[WHAT YOU SHOULD DO] Rescale the lines of the data listing starting at the one that contains "Could you point to the snow in" and ending at the last line. Write each of these lines again, requests included, with every x and y coordinate in the answers multiplied by 1.25 and rounded to a whole number (halves up), and leave the pictures out.

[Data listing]

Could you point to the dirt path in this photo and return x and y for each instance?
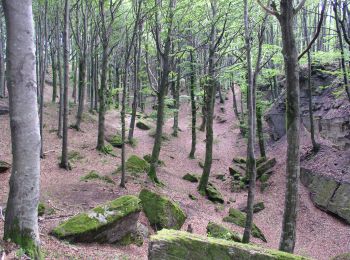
(319, 235)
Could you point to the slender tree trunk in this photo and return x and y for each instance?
(64, 157)
(251, 165)
(42, 80)
(193, 106)
(21, 221)
(54, 75)
(340, 38)
(312, 128)
(102, 95)
(60, 109)
(288, 236)
(2, 63)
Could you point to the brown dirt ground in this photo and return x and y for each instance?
(319, 235)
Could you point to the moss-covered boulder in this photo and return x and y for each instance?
(191, 177)
(116, 141)
(161, 211)
(111, 222)
(136, 165)
(259, 206)
(238, 218)
(219, 231)
(173, 245)
(345, 256)
(143, 125)
(4, 166)
(213, 194)
(265, 166)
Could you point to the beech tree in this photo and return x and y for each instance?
(21, 220)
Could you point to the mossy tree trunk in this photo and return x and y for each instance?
(21, 221)
(193, 105)
(162, 86)
(66, 49)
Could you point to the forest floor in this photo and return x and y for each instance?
(319, 235)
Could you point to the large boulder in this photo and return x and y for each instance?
(213, 194)
(143, 125)
(114, 221)
(172, 245)
(219, 231)
(327, 193)
(238, 218)
(4, 166)
(161, 211)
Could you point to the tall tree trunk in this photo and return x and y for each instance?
(341, 46)
(54, 75)
(251, 165)
(21, 221)
(193, 106)
(64, 157)
(2, 63)
(42, 79)
(102, 96)
(288, 236)
(311, 117)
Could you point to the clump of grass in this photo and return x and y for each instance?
(93, 175)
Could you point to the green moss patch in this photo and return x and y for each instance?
(219, 231)
(88, 226)
(171, 244)
(161, 211)
(191, 177)
(238, 218)
(213, 194)
(136, 165)
(93, 175)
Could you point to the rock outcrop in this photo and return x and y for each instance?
(328, 193)
(330, 106)
(238, 218)
(161, 211)
(171, 245)
(114, 221)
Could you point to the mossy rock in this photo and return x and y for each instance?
(235, 171)
(259, 206)
(172, 245)
(161, 211)
(109, 223)
(238, 218)
(143, 125)
(213, 194)
(265, 167)
(219, 231)
(239, 160)
(94, 175)
(41, 209)
(4, 166)
(116, 141)
(137, 165)
(191, 177)
(148, 158)
(192, 197)
(345, 256)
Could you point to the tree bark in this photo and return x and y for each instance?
(64, 157)
(21, 221)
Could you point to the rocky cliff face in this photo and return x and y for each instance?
(330, 106)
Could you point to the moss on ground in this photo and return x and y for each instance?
(161, 211)
(238, 218)
(83, 225)
(94, 175)
(219, 231)
(171, 244)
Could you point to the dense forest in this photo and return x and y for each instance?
(175, 129)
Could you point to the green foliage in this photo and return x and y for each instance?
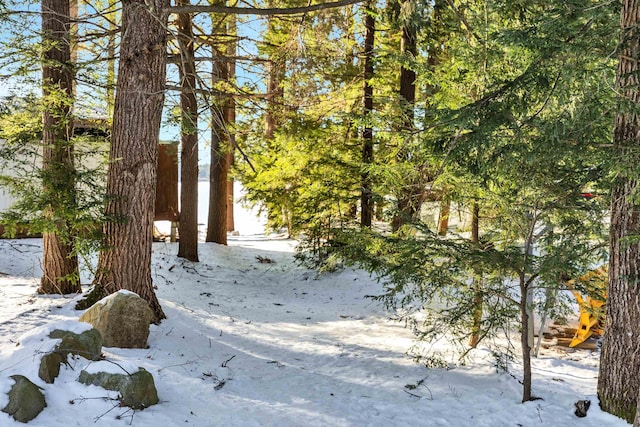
(36, 191)
(516, 112)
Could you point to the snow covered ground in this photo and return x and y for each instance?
(250, 343)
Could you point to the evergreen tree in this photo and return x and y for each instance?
(126, 261)
(60, 262)
(188, 244)
(619, 377)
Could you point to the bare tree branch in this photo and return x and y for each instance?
(260, 11)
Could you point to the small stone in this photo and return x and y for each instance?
(26, 400)
(137, 391)
(122, 319)
(88, 344)
(582, 406)
(50, 366)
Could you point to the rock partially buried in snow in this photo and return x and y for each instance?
(122, 319)
(26, 400)
(87, 344)
(137, 391)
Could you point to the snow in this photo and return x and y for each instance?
(250, 343)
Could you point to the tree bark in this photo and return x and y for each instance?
(366, 198)
(524, 340)
(60, 262)
(619, 377)
(219, 170)
(478, 299)
(188, 228)
(230, 115)
(126, 261)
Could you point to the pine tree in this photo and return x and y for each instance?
(60, 261)
(126, 261)
(188, 244)
(619, 375)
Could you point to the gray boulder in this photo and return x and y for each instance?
(122, 319)
(26, 400)
(88, 344)
(137, 391)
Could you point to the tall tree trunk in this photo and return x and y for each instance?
(366, 198)
(60, 263)
(126, 261)
(410, 196)
(230, 116)
(218, 174)
(476, 315)
(273, 114)
(524, 340)
(619, 377)
(188, 229)
(443, 215)
(111, 58)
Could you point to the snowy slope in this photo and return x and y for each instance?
(249, 343)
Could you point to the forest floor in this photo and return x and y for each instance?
(253, 339)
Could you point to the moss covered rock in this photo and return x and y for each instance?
(87, 344)
(26, 400)
(122, 319)
(137, 391)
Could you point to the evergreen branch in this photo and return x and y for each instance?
(273, 11)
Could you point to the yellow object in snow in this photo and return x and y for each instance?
(592, 310)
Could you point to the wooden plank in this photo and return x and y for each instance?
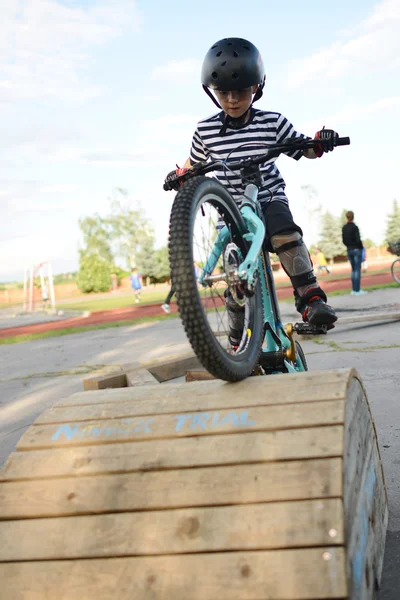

[IN RESPONSE]
Could you point to the snow in this photo and return x and y for each instance?
(313, 429)
Could you point to the tree bark in this photo and return x and y for each instance?
(458, 248)
(655, 425)
(75, 328)
(774, 471)
(274, 213)
(598, 374)
(235, 285)
(288, 144)
(158, 326)
Could you point to the pine tree in this photo and return x and y for each instance?
(75, 326)
(158, 326)
(235, 305)
(774, 469)
Could you point to the gray boulder in this photo and return x and y for each instance?
(153, 399)
(33, 500)
(110, 430)
(171, 489)
Could you point to the tall tree trunk in this photo and return x and y for each instance?
(458, 248)
(75, 329)
(158, 326)
(513, 245)
(288, 145)
(273, 218)
(595, 394)
(341, 143)
(655, 425)
(774, 471)
(235, 286)
(554, 269)
(139, 73)
Could you point to the snowy slope in this photo and return x and y for each instance?
(311, 429)
Could you point to the forest floor in this photo and return x and y for each instance?
(316, 424)
Could you point to the moss covered rock in this photo and return x and y for each instance?
(109, 430)
(33, 500)
(153, 399)
(171, 489)
Could you point to the evergreen branch in this photo and return x and y for each instance?
(341, 14)
Could you point to the yellow object in snow in this photo and return x and y for each instance?
(740, 388)
Could you point to the wooden plank in this photo and return x and y for each instance?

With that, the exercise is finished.